== Listagem apresentada ==
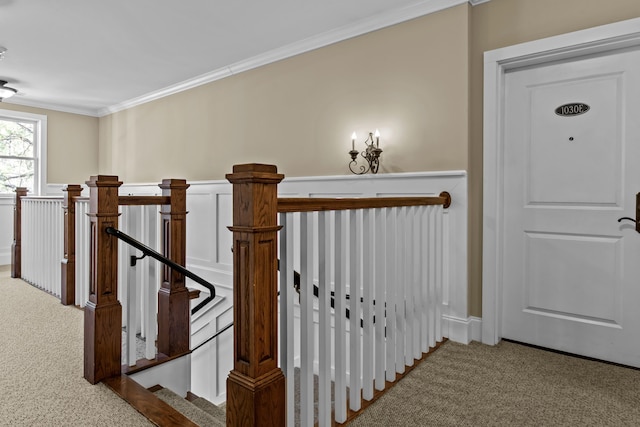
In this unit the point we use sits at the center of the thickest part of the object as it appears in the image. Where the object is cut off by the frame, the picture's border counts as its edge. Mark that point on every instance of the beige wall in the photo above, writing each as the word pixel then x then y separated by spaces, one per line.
pixel 501 23
pixel 409 80
pixel 419 82
pixel 72 144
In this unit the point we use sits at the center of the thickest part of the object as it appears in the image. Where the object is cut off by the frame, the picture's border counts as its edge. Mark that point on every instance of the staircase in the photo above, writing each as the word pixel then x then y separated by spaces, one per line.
pixel 165 408
pixel 197 409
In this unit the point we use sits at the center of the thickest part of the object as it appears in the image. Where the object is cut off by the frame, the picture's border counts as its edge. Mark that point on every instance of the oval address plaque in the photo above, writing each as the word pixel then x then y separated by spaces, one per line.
pixel 573 109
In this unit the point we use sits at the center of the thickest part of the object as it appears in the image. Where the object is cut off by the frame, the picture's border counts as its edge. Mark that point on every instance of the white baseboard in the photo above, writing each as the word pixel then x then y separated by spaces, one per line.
pixel 463 330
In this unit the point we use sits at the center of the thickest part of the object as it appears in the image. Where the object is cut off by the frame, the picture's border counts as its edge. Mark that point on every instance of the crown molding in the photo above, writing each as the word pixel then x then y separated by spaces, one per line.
pixel 422 8
pixel 16 100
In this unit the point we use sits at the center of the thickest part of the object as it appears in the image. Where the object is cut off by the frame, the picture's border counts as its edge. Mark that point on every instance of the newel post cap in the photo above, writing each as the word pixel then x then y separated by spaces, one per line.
pixel 254 172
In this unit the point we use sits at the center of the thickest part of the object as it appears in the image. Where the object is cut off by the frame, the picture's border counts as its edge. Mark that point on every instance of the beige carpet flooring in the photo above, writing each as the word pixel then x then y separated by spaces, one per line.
pixel 41 380
pixel 508 385
pixel 41 366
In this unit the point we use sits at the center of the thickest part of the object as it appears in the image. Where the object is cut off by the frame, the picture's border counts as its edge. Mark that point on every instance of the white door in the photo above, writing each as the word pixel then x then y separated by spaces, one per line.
pixel 571 271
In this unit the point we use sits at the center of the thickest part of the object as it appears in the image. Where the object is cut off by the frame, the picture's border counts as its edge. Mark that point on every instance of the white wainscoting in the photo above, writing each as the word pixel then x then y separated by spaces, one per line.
pixel 209 254
pixel 6 229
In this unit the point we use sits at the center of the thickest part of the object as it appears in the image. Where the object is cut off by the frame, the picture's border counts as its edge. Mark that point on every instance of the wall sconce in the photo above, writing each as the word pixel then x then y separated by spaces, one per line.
pixel 371 154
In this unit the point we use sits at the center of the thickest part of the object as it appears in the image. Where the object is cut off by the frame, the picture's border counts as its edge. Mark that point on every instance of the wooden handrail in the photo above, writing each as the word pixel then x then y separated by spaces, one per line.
pixel 294 204
pixel 255 387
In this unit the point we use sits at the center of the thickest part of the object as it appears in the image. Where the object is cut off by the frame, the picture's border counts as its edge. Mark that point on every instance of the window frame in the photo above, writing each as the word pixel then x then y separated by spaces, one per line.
pixel 39 149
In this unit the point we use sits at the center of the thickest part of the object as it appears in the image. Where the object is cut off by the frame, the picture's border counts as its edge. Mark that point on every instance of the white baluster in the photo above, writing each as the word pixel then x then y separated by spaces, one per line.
pixel 438 250
pixel 410 286
pixel 400 287
pixel 324 327
pixel 151 299
pixel 380 297
pixel 432 273
pixel 133 220
pixel 286 311
pixel 368 280
pixel 82 252
pixel 306 319
pixel 340 316
pixel 422 345
pixel 391 294
pixel 355 286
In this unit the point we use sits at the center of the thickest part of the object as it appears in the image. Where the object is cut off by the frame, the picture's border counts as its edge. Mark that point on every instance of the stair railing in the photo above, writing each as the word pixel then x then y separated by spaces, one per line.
pixel 103 312
pixel 387 250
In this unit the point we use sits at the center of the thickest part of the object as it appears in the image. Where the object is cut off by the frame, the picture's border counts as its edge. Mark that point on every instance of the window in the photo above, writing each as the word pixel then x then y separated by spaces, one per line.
pixel 22 152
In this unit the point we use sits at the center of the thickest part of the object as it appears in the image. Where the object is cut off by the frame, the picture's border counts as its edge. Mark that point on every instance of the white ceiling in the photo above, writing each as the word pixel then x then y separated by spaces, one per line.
pixel 99 56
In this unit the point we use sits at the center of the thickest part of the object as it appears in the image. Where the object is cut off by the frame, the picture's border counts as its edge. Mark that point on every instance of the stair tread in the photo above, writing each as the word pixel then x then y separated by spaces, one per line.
pixel 191 410
pixel 210 408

== Instruções e requisitos ==
Reescreva tudo desde o início da listagem até a linha que contém "pixel 197 409", incluindo essa linha, trocando "thickest" por "widest" sem alterar mais nada. Deixe as imagens fora da resposta.

== Solução do problema ==
In this unit the point we use sits at the center of the widest part of the object as it appears in the image. Where the object is cut off by the frame, the picture's border counts as its edge. Mark that point on every instance of the beige wall in the photo above, writing each as the word pixel then x then y separated by spaces, one per line.
pixel 501 23
pixel 409 80
pixel 419 82
pixel 72 144
In this unit the point we use sits at the center of the widest part of the object as it appears in the image. Where the object is cut off by the frame, the picture's border counts as its edge. Mark that point on every instance of the staircase in the photo above, writing each as the word pixel then x then y separated by spaces, one per line.
pixel 165 408
pixel 197 409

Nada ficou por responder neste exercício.